▶ TASK BRIEF:
Give the entries again exactly, every one of them.

Detection annotation records
===
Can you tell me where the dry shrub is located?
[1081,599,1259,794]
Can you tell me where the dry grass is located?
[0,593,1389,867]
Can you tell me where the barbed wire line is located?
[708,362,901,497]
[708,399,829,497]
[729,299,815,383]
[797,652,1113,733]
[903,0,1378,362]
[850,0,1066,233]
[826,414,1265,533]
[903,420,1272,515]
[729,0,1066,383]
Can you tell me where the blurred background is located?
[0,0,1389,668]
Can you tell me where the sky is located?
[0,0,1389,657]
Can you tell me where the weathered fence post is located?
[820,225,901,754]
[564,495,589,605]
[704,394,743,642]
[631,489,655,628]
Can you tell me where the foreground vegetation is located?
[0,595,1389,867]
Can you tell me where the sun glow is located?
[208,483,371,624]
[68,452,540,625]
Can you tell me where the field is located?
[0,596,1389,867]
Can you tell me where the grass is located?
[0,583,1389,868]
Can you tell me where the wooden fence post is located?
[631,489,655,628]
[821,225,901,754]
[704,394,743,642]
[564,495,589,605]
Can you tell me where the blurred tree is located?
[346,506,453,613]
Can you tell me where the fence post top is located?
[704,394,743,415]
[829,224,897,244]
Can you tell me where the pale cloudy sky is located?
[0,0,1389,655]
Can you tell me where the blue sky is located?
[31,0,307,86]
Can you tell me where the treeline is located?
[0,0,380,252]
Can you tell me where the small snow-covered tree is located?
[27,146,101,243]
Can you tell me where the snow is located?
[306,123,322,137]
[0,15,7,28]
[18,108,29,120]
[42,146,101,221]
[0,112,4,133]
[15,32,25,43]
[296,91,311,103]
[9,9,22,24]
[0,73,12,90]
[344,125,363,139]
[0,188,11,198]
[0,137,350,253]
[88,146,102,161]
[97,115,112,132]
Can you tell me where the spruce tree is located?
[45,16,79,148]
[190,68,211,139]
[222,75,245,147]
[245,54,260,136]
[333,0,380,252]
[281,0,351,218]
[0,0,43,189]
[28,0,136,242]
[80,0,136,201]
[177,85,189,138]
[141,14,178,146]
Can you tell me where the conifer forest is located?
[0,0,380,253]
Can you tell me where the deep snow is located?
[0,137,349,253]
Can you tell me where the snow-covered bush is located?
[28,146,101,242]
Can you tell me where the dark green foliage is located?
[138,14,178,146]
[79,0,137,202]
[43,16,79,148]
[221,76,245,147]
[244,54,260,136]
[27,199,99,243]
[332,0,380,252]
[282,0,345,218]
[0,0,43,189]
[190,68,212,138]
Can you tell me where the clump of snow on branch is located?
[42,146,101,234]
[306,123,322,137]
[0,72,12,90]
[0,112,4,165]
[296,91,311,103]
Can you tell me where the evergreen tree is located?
===
▶ ANSWER:
Can you tell me where the dry shrub is located?
[1081,599,1259,794]
Can you tell me where the dry grass is located?
[0,593,1389,867]
Can you tell me where the barbed wire line is located?
[708,362,901,497]
[708,399,829,497]
[729,299,815,383]
[797,652,1113,733]
[903,0,1378,362]
[850,0,1066,233]
[826,414,1265,533]
[903,420,1272,515]
[729,0,1066,383]
Can you tell me where the blurred background is located?
[0,0,1389,668]
Can you tell me where the sky is located?
[0,0,1389,657]
Can you tell me where the weathered fence post is located?
[820,225,901,754]
[564,495,589,605]
[704,394,743,642]
[631,489,655,628]
Can you tell me where the foreground vegetation is located?
[0,595,1389,867]
Can you tell me where the sun glow is located?
[208,483,371,624]
[68,452,540,625]
Can you tell me where the field is located?
[0,596,1389,867]
Can you tell me where the grass is located?
[0,583,1389,868]
Can you tell me where the wooden fence post is located?
[631,489,655,628]
[821,225,901,754]
[704,394,743,642]
[564,495,589,605]
Can you tell me where the blurred tree is located?
[346,506,453,613]
Can you tell me where the fence post top is located?
[704,394,743,415]
[829,224,897,244]
Can you tell me where the pale cloudy sky is located?
[0,0,1389,655]
Can you tell me where the blue sky is located?
[31,0,307,86]
Can you tell me where the treeline is located?
[0,0,380,252]
Can you tell me where the small snow-covered tree is located?
[27,146,101,243]
Can you tell me where the snow is located?
[306,123,322,137]
[0,15,7,28]
[18,108,29,120]
[42,146,101,221]
[0,112,4,133]
[15,32,25,43]
[296,91,311,103]
[9,9,22,24]
[0,73,12,90]
[344,125,363,139]
[0,188,11,198]
[0,137,350,253]
[88,146,102,161]
[97,115,112,132]
Can you tell me where the spruce tree is located?
[45,16,79,148]
[190,68,211,139]
[222,75,245,147]
[245,54,260,136]
[333,0,380,252]
[281,0,351,218]
[0,0,43,189]
[28,0,136,242]
[80,0,136,201]
[177,85,189,138]
[141,14,178,146]
Can you tell me where the conifer forest is located?
[0,0,380,253]
Can you tell me where the deep snow is located?
[0,137,349,253]
Can you tell me where the snow-covered bush is located?
[28,146,101,242]
Can you tell me where the dark green foliage is located?
[138,14,178,146]
[79,0,137,202]
[43,16,79,148]
[221,76,245,147]
[244,54,260,136]
[27,199,99,243]
[332,0,380,252]
[282,0,345,218]
[0,0,43,189]
[190,68,212,138]
Can you tell me where the clump of snow on branch is located?
[42,146,101,234]
[306,123,322,137]
[0,72,12,90]
[0,112,4,165]
[296,91,311,103]
Can you tell me where the evergreen tree is located?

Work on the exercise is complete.